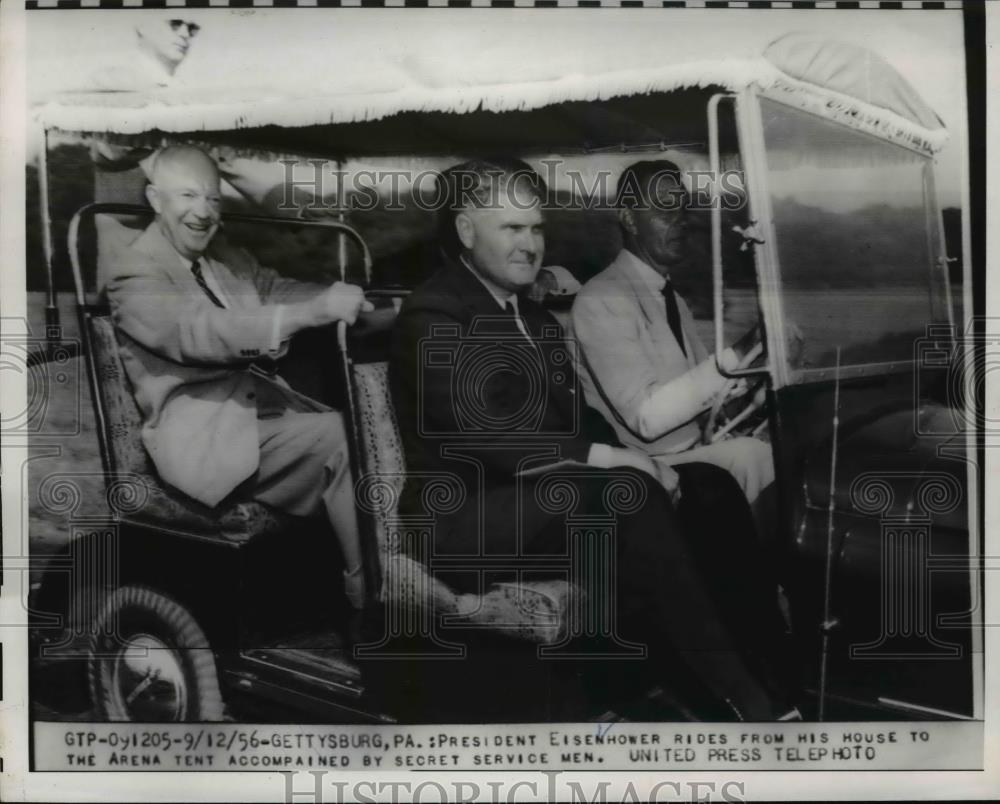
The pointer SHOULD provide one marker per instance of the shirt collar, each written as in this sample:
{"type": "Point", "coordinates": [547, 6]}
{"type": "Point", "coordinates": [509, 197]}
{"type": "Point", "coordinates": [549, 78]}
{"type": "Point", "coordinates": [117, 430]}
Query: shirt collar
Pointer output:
{"type": "Point", "coordinates": [501, 302]}
{"type": "Point", "coordinates": [653, 279]}
{"type": "Point", "coordinates": [186, 263]}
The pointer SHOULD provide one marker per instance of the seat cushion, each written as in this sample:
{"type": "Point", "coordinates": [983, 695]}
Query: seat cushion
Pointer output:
{"type": "Point", "coordinates": [536, 611]}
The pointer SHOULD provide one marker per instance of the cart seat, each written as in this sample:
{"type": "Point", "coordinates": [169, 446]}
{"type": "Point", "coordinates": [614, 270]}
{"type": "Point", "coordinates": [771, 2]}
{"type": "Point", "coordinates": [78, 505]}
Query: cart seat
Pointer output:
{"type": "Point", "coordinates": [536, 610]}
{"type": "Point", "coordinates": [164, 507]}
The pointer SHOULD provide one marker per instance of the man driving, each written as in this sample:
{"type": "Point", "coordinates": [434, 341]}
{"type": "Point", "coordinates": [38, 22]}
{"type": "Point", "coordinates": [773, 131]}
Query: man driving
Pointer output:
{"type": "Point", "coordinates": [459, 416]}
{"type": "Point", "coordinates": [199, 325]}
{"type": "Point", "coordinates": [646, 369]}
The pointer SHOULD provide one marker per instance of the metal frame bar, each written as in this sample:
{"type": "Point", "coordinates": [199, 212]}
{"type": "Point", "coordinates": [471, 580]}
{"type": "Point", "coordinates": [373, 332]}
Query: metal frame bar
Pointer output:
{"type": "Point", "coordinates": [751, 137]}
{"type": "Point", "coordinates": [936, 222]}
{"type": "Point", "coordinates": [85, 314]}
{"type": "Point", "coordinates": [718, 282]}
{"type": "Point", "coordinates": [52, 301]}
{"type": "Point", "coordinates": [366, 520]}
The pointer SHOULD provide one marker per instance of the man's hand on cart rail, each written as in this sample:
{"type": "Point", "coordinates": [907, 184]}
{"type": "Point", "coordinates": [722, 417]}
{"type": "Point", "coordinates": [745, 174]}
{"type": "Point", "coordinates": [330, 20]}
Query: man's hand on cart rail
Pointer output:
{"type": "Point", "coordinates": [339, 302]}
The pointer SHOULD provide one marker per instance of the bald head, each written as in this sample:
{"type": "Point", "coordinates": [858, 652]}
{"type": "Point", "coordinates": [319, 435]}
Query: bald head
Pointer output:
{"type": "Point", "coordinates": [176, 158]}
{"type": "Point", "coordinates": [184, 192]}
{"type": "Point", "coordinates": [166, 40]}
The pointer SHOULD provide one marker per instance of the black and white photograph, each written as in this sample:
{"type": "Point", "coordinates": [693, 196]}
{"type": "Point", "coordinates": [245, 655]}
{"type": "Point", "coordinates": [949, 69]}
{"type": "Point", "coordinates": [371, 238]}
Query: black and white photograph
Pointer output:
{"type": "Point", "coordinates": [596, 399]}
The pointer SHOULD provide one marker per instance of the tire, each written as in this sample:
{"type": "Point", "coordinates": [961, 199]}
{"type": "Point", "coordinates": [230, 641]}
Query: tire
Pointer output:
{"type": "Point", "coordinates": [149, 660]}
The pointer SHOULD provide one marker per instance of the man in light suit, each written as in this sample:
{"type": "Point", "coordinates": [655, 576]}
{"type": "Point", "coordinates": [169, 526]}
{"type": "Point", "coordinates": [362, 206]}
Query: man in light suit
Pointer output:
{"type": "Point", "coordinates": [199, 322]}
{"type": "Point", "coordinates": [464, 417]}
{"type": "Point", "coordinates": [646, 369]}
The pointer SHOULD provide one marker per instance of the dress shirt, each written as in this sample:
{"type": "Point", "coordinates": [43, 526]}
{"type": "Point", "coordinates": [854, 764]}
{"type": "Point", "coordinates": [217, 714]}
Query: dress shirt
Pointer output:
{"type": "Point", "coordinates": [679, 400]}
{"type": "Point", "coordinates": [502, 302]}
{"type": "Point", "coordinates": [209, 272]}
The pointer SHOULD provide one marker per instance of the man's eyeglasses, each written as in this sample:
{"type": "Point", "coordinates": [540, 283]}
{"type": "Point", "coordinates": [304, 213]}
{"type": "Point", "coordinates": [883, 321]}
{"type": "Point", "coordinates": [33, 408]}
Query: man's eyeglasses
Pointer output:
{"type": "Point", "coordinates": [193, 27]}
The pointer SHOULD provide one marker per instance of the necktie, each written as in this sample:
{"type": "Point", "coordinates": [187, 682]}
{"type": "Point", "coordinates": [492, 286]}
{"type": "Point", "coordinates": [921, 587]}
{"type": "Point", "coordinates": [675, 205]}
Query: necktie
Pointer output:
{"type": "Point", "coordinates": [673, 314]}
{"type": "Point", "coordinates": [510, 310]}
{"type": "Point", "coordinates": [200, 279]}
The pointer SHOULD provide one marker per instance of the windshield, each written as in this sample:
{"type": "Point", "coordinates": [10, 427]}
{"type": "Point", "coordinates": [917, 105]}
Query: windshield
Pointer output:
{"type": "Point", "coordinates": [857, 241]}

──────────────────────────────

_Exercise goal_
Retrieve all lines from the data that contain the string "cart".

_Response to this task_
The pointer SHOULD provide one marker per instance of the cart seat, each written as in this sample:
Query: cart seat
The pointer SHOULD provide one marker per instance of the man's hand on cart rail, each written as in this sample:
Query: man's hand on cart rail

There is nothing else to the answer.